[Work to be completed]: Put every line of the data, from the line with "In this photo, point at the white wall, one" up to and including the final line, into a JSON list of strings with one string per line, leaving out any blank lines.

[Data for this exercise]:
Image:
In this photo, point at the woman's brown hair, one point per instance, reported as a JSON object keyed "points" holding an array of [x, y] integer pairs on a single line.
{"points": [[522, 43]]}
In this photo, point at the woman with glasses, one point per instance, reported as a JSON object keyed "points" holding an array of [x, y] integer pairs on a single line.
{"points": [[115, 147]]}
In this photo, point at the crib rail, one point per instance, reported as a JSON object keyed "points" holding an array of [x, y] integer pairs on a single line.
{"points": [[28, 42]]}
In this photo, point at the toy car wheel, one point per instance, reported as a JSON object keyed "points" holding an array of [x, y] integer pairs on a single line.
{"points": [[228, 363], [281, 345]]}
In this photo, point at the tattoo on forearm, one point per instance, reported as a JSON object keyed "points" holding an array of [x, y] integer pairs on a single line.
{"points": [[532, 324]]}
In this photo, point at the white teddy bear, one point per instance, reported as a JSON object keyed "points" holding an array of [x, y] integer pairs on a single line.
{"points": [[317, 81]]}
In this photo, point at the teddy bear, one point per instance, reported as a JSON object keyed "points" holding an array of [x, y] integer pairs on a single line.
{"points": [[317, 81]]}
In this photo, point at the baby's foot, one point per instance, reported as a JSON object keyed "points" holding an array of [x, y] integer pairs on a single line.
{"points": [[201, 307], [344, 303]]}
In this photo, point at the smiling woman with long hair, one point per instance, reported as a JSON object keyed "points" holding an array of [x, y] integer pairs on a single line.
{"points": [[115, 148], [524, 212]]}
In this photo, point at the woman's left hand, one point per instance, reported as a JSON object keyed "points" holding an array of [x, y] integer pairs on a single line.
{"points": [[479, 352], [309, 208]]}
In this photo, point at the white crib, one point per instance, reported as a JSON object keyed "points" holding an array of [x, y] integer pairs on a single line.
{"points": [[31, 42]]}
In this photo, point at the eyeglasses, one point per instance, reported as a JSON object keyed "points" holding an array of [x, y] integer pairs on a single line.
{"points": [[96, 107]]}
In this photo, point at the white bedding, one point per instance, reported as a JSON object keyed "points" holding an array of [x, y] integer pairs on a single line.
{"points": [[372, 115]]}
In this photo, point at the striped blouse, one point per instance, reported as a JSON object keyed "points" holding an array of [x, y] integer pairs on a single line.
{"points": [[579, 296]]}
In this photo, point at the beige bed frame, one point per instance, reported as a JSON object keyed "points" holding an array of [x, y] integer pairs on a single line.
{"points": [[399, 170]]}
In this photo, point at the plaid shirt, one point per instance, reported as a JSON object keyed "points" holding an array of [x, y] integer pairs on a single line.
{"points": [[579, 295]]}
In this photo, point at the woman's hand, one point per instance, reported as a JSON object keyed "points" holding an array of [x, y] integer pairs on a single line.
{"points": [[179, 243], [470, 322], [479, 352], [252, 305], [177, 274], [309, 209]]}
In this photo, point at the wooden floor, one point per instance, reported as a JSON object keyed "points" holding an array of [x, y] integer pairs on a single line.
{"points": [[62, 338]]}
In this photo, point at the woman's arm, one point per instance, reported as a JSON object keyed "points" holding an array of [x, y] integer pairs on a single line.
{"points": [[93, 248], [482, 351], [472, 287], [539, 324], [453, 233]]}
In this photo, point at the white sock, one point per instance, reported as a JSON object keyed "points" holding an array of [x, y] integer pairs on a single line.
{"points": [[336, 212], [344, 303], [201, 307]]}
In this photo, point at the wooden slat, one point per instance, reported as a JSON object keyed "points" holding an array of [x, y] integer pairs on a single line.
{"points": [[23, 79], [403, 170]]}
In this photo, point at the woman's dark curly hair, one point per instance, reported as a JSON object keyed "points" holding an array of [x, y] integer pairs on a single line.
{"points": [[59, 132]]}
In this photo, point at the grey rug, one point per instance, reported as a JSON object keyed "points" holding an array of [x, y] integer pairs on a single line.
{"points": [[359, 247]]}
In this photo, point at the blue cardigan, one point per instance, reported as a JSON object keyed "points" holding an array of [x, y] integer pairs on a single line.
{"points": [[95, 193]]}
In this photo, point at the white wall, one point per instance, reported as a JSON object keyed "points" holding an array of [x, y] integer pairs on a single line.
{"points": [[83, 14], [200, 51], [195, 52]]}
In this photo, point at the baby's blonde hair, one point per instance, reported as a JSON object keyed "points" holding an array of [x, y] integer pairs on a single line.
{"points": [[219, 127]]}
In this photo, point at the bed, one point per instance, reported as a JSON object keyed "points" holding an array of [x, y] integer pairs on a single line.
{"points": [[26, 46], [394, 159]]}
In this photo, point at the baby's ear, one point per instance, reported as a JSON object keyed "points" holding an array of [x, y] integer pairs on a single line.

[Output for this exercise]:
[
  "In this photo, point at the white wall, one point per instance, reported as a JSON object keyed \"points\" holding an array of [x, y] integer pairs on a single line.",
  "{\"points\": [[83, 14], [200, 51], [195, 52]]}",
  "In this photo, point at the baby's blonde hair, one point per instance, reported as a JSON object keyed \"points\" holding an array of [x, y] integer pairs on a single line.",
  "{\"points\": [[219, 127]]}",
  "In this photo, point at the bed, one point per instance, reported as a JSON object keyed \"points\" holding an array of [x, y] integer pairs on a single line.",
  "{\"points\": [[26, 46], [394, 159]]}",
  "In this photo, point at the baby's ear, one point per instance, reported as a JSON object keyed \"points\" holding an array of [x, y] integer pairs on a single line."
]